### PASSAGE TO READ
***
Immigrant with disabilities repeatedly assaulted by deputies at Calhoun County jail, civil rights groups allege

“I felt beaten, abused, kidnapped, like I was in a world where I didn’t belong,” Luisa Martinez said

Apr 25, 2024 at 3:12 pm
Calhoun County jail deputies are accused of abusing an immigrant with disabilities.
Calhoun County jail deputies are accused of abusing an immigrant with disabilities. Shutterstock

Two civil rights groups are calling for an investigation into “alarming reports” about a 29-year-old immigrant with a disability who was allegedly assaulted repeatedly by deputies at a Calhoun County jail that has contracts to serve as an immigration detention facility.

The Michigan Immigrant Rights Center (MIRC) and the American Civil Liberties Union of Michigan (ACLU MI) called on the probe in a letter to the U.S. Immigration and Customs Enforcement (ICE) and the Calhoun County Correctional Facility (CCCF).

On three separate occasions in February, March, and April, deputies threw Luisa Martinez, a torture survivor with a physical disability and mental impairment, against a wall, yanked her arm, dragged her down a hallway, and used excessive force to transport her, causing her to cry out in pain, the letter alleges. She was also placed in solitary confinement, according to the letter.

The reported behavior is “cruel and unacceptable,” the groups said, and violates federal civil rights laws protecting people with disabilities.

“I felt beaten, abused, kidnapped, like I was in a world where I didn’t belong,” Martinez said in a statement Thursday. “Totally misunderstood, and unable to communicate because of the language, they put me in segregation [solitary confinement], and gave me food that I couldn’t eat because of my stomach problems. It was like living all over again when my ex-partner kidnapped me and locked me in a room and only fed me once a day. I was so frightened for my life, so afraid of what the guards would do. I was afraid of the noise of the door opening, because I didn’t know who would walk through or what they would do to me next. I didn’t know if I would leave the facility alive.”

Martinez was held at the jail on behalf of ICE.

As a result of previous trauma, Martinez has a visible limp because of a recurrent dislocation of the patella in both of her knees.

She alleges that jail deputies physically abused her multiple times and withheld necessary accommodations such as a knee brace or wheelchair. The Federal Rehabilitation Act of 1973 requires authorities to provide reasonable accommodations, the civil rights groups said.

After advocates got involved, Martinez was moved to another facility out of state.
***
According to the article about the Calhoun County jail, where was Luisa Martinez moved after advocates got involved?

### STORED DATA
***
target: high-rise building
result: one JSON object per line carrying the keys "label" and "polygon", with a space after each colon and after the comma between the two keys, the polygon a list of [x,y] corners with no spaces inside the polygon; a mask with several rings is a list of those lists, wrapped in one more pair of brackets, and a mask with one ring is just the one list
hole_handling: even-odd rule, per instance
***
### SOLVED PROBLEM
To another facility out of state.